___ PASSAGE SHOWN ___

To the best of my knowledge, these are the best overall survival data in the history of metastatic breast cancer trials.

—Javier Cortés, MD

In my opinion, the combination of pertuzumab (Perjeta) and trastuzumab (Herceptin) is one of the most important advances in the field of metastatic breast cancer in the past 10 years. As recently reported by Swain, my other colleagues, and me and reviewed in this issue of The ASCO Post, the CLEOPATRA trial, designed to demonstrate the benefit of pertuzu­mab, trastuzumab, and chemo-based therapy over trastuzumab and chemo-based therapy in terms of progression-free survival, also showed an improvement in overall survival.1

However, what was absolutely unexpected was the huge survival benefit observed. Usually, an improvement in progression-free survival does not translate into a statistically significant difference in overall survival. Many reasons might explain that, including the prolonged post-progression survival observed in patients with metastatic breast cancer. However, in this case, even with a very prolonged post-progression survival, improvement in overall survival was not only statistically significant, but it represents an impressive absolute improvement.

To the best of my knowledge, these are the best overall survival data in the history of metastatic breast cancer trials. Median overall survival was 56.5 months (95% confidence interval [CI] = 49.3 months to not reached) in the pertuzumab group vs 40.8 months (95% CI = 35.8–48.3 months) in the control group (difference = 15.7 months, hazard ratio [HR] = 0.68, P < .001). The improvement in median progression-free survival was amazing as well but shorter (18.7 vs 12.4 months, HR = 0.68, P < .001).

How is this possible? How is it possible to achieve an improvement in median progression-free survival that is much shorter than the improvement in median overall survival? This is clearly something that investigators should be studying. However, in the meantime, pertuzumab, trastuzumab, and taxanes should be considered the new standard of care for first-line treatment in patients with HER2-positive metastatic breast cancer. ■

Disclosure: Dr. Cortés is a consultant for Roche/Genentech and Celgene; has received honoraria from Roche/Genentech, Novartis, Eisai, and Celgene; and has stock in MedSIR.

Reference

1. Swain SM, Baselga J, Kim SB, et al: Pertuzumab, trastuzumab, and docetaxel in HER2-positive metastatic breast cancer. N Engl J Med 372:724-734, 2015.

 

Dr. Cortés is Head of the Breast Cancer Program at Vall d’Hebron Institute of Oncology and Medical Oncologist, Medica Scientia Innovation Research (MedSIR), in Barcelona, Spain.

___

- USING THE INFORMATION -
[a] According to the commentary on the CLEOPATRA trial, why was the size of the overall survival benefit unexpected?
[b] From the commentary on the CLEOPATRA trial, write out the stretch from "Dr. Cortés is Head" through "in Barcelona, Spain.".
[c] What median overall survival does the commentary on the CLEOPATRA trial report for the pertuzumab group?

___ GIVEN RECORDS ___

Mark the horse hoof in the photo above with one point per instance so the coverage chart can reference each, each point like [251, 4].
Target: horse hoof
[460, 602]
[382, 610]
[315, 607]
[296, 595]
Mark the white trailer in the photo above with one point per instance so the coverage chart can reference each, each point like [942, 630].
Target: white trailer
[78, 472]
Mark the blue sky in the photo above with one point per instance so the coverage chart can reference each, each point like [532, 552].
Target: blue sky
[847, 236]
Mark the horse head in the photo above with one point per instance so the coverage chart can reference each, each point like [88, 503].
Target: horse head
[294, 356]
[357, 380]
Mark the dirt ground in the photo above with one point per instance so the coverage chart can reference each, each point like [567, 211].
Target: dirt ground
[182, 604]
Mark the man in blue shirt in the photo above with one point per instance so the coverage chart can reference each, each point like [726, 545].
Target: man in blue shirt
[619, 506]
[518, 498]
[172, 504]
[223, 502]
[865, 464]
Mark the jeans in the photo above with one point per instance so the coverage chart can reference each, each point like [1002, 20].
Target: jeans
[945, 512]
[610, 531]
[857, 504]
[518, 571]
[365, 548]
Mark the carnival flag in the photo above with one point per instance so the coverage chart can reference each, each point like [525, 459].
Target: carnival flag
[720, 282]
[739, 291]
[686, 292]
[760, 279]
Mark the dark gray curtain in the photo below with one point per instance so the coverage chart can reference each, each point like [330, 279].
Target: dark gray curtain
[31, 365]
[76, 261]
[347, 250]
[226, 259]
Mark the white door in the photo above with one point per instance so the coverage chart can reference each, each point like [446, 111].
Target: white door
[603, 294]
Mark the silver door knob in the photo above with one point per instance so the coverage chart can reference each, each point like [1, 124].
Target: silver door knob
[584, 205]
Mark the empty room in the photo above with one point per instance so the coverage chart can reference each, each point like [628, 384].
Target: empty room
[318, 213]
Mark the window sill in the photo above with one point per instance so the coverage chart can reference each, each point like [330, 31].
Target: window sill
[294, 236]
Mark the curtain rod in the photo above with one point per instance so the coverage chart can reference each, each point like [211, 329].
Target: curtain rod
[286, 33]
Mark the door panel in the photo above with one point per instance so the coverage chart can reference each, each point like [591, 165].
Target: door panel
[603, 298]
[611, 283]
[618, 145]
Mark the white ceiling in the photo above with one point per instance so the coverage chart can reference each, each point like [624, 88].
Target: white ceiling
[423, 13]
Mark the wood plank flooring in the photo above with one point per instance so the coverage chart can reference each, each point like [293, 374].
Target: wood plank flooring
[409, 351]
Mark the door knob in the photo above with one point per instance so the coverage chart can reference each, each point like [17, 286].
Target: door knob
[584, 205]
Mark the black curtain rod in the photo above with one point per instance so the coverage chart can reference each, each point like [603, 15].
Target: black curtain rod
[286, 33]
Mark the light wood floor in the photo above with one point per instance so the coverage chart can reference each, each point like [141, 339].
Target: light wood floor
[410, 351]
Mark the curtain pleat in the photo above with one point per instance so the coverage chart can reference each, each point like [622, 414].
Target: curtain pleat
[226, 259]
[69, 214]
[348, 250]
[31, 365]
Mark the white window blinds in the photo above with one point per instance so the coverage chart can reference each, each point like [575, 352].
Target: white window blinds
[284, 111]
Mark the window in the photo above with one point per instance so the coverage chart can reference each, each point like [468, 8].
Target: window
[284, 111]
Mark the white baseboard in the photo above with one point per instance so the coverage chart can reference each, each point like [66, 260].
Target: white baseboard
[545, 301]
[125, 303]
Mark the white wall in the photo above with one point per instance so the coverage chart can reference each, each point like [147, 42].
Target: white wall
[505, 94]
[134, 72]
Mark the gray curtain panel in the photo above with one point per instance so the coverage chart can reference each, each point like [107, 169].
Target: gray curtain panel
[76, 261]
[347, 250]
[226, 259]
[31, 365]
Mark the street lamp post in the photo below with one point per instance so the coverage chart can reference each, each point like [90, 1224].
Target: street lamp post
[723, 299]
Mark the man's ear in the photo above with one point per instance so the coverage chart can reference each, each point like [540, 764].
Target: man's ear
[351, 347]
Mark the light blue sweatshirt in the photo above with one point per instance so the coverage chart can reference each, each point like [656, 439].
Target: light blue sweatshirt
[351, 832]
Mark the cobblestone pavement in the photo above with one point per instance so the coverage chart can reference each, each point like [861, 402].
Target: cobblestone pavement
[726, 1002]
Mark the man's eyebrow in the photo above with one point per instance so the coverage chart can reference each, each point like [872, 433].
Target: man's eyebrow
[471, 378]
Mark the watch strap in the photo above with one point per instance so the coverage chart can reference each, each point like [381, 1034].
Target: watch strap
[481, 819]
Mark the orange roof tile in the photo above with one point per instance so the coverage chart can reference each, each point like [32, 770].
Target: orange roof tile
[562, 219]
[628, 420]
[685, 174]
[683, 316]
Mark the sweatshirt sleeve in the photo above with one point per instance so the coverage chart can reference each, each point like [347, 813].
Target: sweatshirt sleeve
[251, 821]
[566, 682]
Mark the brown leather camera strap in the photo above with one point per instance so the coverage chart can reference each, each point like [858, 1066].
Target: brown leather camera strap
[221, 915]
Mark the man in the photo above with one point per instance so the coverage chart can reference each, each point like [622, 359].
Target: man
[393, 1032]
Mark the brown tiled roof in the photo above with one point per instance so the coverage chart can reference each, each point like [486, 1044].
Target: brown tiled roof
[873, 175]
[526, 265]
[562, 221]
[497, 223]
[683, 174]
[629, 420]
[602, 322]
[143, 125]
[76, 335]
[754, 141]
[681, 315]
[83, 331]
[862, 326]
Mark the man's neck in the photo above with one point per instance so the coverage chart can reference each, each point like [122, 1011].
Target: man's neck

___

- TASK SOLUTIONS -
[a] An improvement in progression-free survival usually does not translate into a statistically significant difference in overall survival. One possible reason is the prolonged post-progression survival seen in metastatic breast cancer. Here, even with very prolonged post-progression survival, the overall survival improvement was statistically significant and large in absolute terms.

[b]
Dr. Cortés is Head of the Breast Cancer Program at Vall d’Hebron Institute of Oncology and Medical Oncologist, Medica Scientia Innovation Research (MedSIR), in Barcelona, Spain.

[c] 56.5 months.